SHORT EXERCISE
Repeat the lines beginning at the one with "# point at: gable" and running to the end of the material, keeping the first and last of them, exactly as they appear.

(Records from a point labeling set)
— begin —

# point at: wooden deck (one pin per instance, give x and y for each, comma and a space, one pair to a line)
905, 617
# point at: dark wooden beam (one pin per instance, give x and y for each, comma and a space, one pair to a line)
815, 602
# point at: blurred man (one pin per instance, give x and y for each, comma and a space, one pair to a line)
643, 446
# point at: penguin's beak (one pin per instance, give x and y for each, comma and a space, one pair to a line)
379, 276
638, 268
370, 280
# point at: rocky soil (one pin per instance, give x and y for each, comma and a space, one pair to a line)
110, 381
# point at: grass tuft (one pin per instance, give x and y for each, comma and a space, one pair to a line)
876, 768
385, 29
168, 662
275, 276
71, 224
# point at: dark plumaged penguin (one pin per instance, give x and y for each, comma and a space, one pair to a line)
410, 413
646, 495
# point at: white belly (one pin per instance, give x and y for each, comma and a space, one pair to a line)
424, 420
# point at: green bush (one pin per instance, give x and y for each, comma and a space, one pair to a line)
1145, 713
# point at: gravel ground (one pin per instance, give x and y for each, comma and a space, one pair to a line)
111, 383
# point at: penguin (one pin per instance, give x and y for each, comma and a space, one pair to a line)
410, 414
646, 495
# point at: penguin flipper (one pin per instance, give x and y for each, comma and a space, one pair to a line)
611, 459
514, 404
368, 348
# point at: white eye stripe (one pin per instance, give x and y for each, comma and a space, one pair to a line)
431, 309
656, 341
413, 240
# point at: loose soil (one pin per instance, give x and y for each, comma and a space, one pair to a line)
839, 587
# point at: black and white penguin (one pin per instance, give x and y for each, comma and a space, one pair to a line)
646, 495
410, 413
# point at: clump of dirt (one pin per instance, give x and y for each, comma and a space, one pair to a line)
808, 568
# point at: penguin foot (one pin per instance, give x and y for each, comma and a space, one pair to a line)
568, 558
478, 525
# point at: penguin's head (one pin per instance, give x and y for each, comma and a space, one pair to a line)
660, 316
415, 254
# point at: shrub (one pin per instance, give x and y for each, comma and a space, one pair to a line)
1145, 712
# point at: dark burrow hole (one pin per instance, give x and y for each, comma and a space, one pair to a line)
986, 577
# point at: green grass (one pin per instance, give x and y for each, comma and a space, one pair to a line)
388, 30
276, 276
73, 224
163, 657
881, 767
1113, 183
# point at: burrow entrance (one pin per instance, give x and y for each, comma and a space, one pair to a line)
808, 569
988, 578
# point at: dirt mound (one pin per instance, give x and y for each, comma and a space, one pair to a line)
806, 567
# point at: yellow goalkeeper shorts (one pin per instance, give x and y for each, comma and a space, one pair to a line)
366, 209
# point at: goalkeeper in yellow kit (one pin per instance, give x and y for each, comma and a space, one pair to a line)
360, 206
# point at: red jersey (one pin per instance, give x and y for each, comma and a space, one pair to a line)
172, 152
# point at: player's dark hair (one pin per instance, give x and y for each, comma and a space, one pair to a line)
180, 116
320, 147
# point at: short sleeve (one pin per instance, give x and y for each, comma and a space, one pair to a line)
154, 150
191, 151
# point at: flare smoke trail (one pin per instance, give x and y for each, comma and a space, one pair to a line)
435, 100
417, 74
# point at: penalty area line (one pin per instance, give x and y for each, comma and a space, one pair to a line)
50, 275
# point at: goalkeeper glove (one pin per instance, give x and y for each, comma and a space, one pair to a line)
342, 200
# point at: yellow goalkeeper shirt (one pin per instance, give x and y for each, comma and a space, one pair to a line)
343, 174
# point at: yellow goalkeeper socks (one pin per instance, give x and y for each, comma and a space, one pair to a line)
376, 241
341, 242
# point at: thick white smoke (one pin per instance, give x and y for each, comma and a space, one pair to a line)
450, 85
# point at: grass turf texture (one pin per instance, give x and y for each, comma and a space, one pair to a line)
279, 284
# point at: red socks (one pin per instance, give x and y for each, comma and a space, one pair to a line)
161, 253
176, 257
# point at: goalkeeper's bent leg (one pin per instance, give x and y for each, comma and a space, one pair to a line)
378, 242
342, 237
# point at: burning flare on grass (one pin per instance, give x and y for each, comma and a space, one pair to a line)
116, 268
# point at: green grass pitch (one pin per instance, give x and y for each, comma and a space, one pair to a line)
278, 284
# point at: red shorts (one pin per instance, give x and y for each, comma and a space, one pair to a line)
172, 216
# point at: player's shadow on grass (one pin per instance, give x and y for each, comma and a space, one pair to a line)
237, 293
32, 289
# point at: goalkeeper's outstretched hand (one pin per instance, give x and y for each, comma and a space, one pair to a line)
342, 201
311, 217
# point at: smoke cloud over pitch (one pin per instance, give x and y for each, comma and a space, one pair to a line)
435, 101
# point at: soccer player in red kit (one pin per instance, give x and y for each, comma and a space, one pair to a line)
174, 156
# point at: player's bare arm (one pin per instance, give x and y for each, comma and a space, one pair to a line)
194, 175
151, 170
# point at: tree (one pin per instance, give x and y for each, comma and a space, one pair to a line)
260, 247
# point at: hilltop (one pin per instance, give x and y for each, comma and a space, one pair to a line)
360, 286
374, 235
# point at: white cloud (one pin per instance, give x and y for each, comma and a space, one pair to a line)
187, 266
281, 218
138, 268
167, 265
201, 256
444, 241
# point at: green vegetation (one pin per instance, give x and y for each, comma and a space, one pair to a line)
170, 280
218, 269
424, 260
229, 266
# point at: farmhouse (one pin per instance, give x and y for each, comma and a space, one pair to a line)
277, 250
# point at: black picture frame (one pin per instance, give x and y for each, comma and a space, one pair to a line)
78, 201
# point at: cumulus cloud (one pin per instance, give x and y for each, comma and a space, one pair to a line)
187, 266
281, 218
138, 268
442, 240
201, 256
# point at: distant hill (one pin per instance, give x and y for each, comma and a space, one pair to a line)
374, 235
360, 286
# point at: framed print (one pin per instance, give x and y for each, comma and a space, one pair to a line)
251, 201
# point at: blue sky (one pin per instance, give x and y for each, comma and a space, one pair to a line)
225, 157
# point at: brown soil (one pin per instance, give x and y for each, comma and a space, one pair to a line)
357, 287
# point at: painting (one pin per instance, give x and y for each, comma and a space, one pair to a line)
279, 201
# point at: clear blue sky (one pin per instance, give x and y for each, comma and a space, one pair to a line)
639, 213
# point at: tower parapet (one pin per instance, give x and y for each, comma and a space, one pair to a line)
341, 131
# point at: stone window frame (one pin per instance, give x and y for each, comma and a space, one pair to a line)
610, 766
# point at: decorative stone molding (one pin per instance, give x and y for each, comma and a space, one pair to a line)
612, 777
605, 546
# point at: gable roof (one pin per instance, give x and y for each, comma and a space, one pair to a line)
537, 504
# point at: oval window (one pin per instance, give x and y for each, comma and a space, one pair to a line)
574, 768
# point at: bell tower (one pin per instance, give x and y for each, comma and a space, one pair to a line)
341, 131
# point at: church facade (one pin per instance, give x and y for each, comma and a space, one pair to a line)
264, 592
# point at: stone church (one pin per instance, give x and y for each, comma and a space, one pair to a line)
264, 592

— end —

REPLY TO THE TASK
# point at: gable roof (one pin per instance, give x and y for each, comma and a space, one pair to a line)
537, 504
# point at: oval window (one pin per instance, give x and y for each, comma and a space, one pair to a line)
574, 768
# point at: bell tower (one pin per instance, give x and y for each, comma and a space, one pair to a line)
341, 131
# point at: church facade (one pin per instance, give x and y for each, comma and a space, one pair to a line)
264, 592
# point at: stone church (one pin per instance, give x and y for each, comma and a space, one pair to a line)
264, 592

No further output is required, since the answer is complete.